| Page extract |
=-=-=-=-=

Dedication of St. John Lateran

To appreciate the importance of today’s liturgy we have to imagine ourselves at Mass 1800 years ago. We’re in Rome, not our local parish, and not a church, but just another house in the neighborhood. There are no parishes anywhere. Anywhere in the world. Just Christians gathering in houses for Mass. We’re not celebrating by daylight, but by candlelight. The windows are covered so that no one can see what we’re doing, and the door is being guarded to make sure no one catches us by surprise. Roman soldiers smash down the door, and they drag everyone outside at sword point and take you to one of those old statues you see in museums, but it’s all brand new and shiny, with an altar in front of it, and incense burning. And they point to that big stone statue and point their swords at you and say, “worship that, that’s a god, or we’ll hurt you and take away everything you own. And then don’t every celebrate a Mass again. It’s your choice.” You know that’s not right, you know that statue is not God, and you refuse, so they take you away in chains with your family.

=-=-=-=-=

(Collection entries)
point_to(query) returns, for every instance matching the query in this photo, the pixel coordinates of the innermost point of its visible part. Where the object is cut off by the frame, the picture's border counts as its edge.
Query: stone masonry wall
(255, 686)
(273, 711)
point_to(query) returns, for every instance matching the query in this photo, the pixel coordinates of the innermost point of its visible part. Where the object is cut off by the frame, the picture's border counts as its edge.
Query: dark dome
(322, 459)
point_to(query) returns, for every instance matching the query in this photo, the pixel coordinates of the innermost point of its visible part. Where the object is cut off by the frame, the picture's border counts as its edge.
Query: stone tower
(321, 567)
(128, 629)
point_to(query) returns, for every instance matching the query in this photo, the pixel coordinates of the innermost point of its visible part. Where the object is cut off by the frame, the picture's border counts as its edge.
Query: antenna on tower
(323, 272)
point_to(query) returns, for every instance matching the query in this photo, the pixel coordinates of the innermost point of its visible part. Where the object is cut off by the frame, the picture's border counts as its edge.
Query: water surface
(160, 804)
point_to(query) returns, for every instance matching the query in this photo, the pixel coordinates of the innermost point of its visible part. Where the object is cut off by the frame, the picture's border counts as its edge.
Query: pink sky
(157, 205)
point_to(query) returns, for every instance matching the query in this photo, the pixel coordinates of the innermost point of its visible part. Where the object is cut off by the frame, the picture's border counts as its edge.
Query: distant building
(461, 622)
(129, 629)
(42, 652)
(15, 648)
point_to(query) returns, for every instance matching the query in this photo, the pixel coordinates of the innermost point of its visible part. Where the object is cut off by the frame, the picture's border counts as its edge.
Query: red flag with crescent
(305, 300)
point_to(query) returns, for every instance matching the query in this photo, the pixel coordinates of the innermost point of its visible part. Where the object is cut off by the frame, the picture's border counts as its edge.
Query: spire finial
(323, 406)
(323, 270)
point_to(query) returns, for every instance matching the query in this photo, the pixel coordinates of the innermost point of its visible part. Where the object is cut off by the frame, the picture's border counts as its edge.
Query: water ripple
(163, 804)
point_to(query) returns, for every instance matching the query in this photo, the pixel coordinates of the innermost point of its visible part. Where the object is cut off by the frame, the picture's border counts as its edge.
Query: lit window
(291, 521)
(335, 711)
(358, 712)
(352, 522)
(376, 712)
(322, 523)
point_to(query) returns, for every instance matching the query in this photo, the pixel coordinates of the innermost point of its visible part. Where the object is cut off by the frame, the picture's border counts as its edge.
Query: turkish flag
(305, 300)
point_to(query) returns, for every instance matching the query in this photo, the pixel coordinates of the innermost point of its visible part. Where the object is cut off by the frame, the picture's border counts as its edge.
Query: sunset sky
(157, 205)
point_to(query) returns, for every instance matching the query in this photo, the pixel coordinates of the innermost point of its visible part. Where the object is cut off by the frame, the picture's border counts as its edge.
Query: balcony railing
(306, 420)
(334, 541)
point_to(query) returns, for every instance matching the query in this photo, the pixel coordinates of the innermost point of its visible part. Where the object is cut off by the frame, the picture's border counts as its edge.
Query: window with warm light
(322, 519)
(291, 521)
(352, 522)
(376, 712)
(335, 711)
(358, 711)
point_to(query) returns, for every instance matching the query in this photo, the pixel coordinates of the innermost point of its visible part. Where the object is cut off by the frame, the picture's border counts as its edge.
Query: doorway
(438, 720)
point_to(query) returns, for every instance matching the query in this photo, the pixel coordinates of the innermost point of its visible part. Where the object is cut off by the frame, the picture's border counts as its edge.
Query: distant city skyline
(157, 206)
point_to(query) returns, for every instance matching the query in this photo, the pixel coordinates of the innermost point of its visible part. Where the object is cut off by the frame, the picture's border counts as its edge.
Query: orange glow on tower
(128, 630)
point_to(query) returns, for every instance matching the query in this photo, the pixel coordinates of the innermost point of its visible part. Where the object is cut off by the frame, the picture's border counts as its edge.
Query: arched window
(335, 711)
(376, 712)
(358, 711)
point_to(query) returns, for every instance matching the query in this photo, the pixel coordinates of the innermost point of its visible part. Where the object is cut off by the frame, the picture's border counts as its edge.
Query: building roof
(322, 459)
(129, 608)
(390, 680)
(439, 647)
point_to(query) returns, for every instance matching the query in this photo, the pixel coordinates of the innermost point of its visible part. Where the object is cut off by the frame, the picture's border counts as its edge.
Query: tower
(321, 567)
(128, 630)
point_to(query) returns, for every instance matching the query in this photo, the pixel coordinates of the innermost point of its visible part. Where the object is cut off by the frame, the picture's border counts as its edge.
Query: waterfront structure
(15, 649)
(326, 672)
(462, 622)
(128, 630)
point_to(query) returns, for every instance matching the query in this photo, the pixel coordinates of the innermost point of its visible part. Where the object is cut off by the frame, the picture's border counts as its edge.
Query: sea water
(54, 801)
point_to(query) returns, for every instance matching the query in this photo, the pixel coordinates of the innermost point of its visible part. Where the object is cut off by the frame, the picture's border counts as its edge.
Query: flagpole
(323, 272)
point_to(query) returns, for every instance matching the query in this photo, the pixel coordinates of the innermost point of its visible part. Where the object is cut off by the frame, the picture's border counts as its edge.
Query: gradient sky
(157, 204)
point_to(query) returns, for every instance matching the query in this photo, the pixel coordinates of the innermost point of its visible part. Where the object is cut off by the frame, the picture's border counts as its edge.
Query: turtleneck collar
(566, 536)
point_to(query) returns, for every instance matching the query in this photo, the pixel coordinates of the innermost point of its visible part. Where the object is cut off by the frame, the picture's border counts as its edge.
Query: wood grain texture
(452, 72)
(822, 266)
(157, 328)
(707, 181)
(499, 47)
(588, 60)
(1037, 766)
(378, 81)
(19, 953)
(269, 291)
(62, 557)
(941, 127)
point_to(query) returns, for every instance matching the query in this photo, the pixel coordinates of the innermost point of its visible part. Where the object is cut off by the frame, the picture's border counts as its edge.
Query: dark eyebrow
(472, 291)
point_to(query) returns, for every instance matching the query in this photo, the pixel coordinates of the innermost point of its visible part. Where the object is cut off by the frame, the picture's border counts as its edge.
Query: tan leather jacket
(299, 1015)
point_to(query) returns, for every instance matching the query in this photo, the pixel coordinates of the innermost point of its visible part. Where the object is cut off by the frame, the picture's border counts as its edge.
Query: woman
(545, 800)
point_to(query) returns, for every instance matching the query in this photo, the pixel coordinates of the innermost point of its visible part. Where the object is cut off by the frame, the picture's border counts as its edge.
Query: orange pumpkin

=-=-=-=-=

| Problem details |
Please carry on the Dedication of St. John Lateran passage, starting right after its final sentence.

| Exercise output |
That’s not just a story;  it happened to Christians all over the world for almost two hundred years. And we’re celebrating today when it came to an end. Today we’re celebrating the dedication of the first parish in the whole world: St. John Lateran in Rome, which is the parish of the Holy Father, the Bishop of Rome. It was dedicated in 324 as the first place where Christians could publicly worship in the West without having to be afraid of losing their property, their family, and their lives, after almost two hundred years of having to get together and worship in secret for fear of getting arrested. That parish became the first parish of the diocese of Rome, and if you go to the big church that’s built there today, you see written on its columns that it is “the mother and head of all the churches of Rome and the world,” which is why we’re celebrating its dedication throughout the world today.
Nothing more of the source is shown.